• WHAT TO PRODUCE:
Count the lines in the data below that contain the string "green", treating uppercase and lowercase as different. Give only the number.

• DATASET CONTENT:
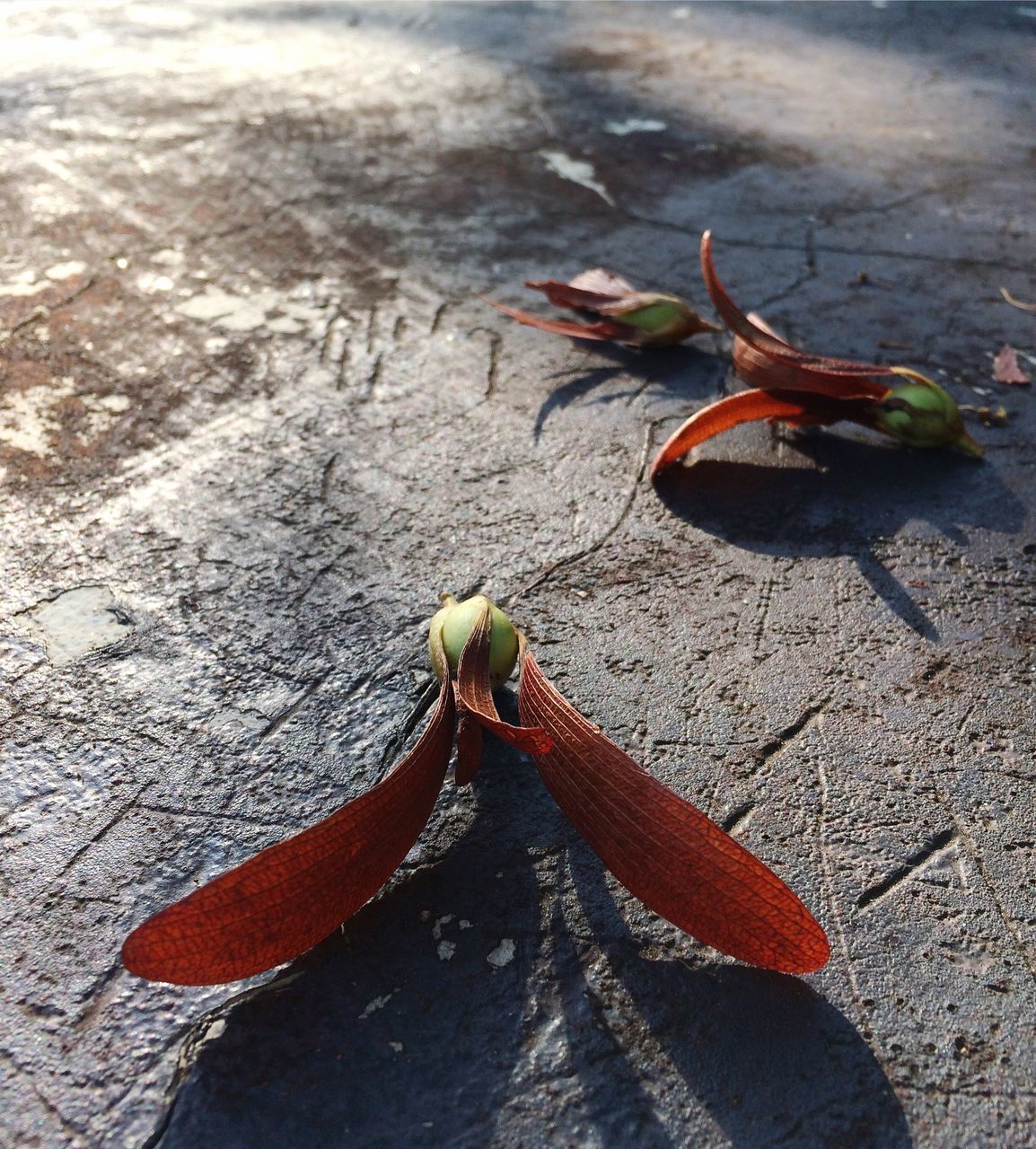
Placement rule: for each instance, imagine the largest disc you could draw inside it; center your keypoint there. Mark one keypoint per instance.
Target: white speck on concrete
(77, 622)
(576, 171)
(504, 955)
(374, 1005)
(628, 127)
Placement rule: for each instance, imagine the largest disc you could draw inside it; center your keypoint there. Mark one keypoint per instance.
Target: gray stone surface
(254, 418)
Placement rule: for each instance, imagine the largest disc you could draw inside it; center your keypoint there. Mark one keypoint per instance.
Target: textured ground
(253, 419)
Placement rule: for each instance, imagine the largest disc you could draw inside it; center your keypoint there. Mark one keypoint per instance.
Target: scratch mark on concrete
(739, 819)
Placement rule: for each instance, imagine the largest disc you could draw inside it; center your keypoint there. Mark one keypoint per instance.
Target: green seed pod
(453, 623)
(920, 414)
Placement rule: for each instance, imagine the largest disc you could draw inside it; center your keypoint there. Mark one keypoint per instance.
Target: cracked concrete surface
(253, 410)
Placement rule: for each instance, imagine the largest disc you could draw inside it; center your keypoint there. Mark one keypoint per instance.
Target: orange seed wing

* * *

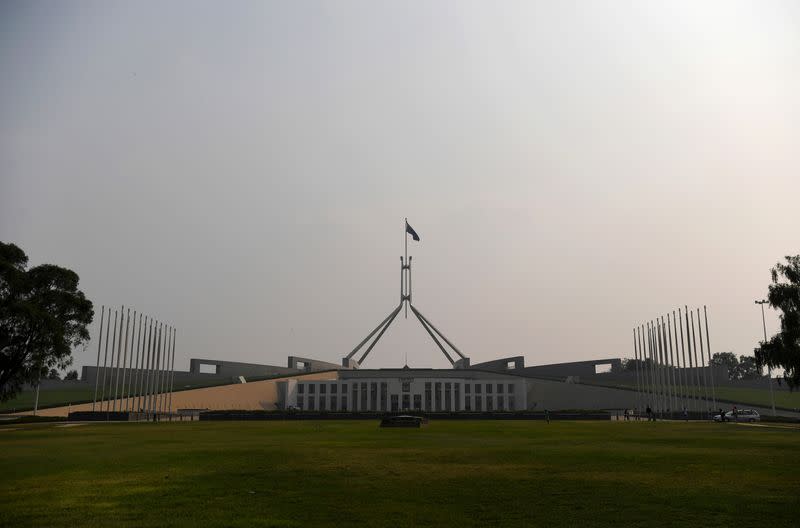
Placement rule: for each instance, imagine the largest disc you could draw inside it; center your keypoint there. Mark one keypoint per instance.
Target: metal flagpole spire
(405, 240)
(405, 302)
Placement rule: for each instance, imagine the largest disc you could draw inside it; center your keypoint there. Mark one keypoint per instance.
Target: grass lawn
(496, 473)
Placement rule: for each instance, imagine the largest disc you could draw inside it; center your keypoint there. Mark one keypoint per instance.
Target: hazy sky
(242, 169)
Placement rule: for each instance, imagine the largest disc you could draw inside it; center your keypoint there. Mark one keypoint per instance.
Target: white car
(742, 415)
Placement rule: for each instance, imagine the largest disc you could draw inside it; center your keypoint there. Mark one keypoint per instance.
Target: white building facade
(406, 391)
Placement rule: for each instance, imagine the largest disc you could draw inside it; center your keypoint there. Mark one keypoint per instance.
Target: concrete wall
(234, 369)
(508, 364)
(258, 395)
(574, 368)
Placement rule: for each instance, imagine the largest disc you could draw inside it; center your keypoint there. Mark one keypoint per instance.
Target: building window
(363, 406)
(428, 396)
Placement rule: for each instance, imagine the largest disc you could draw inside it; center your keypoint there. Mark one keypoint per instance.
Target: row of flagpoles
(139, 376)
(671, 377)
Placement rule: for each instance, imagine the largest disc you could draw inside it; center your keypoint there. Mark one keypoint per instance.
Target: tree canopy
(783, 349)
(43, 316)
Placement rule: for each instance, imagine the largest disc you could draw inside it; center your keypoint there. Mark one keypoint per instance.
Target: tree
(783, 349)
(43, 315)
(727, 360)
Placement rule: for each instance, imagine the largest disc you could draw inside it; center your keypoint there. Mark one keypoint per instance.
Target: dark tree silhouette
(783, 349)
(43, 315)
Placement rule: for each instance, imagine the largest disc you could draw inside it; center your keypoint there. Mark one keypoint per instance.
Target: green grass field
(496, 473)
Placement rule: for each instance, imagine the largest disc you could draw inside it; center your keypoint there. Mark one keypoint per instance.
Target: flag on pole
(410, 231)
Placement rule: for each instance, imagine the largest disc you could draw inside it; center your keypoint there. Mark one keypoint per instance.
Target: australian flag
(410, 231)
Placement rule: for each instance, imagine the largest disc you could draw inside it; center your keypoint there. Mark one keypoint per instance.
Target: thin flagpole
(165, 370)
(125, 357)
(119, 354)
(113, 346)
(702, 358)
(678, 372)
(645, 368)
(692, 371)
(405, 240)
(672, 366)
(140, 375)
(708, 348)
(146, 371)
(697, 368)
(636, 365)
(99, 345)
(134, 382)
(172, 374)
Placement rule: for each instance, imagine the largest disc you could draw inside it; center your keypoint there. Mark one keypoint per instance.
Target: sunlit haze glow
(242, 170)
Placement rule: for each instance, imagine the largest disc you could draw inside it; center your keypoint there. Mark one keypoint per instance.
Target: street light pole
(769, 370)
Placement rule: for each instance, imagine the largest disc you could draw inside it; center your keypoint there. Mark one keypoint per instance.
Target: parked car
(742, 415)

• FULL SOLUTION:
2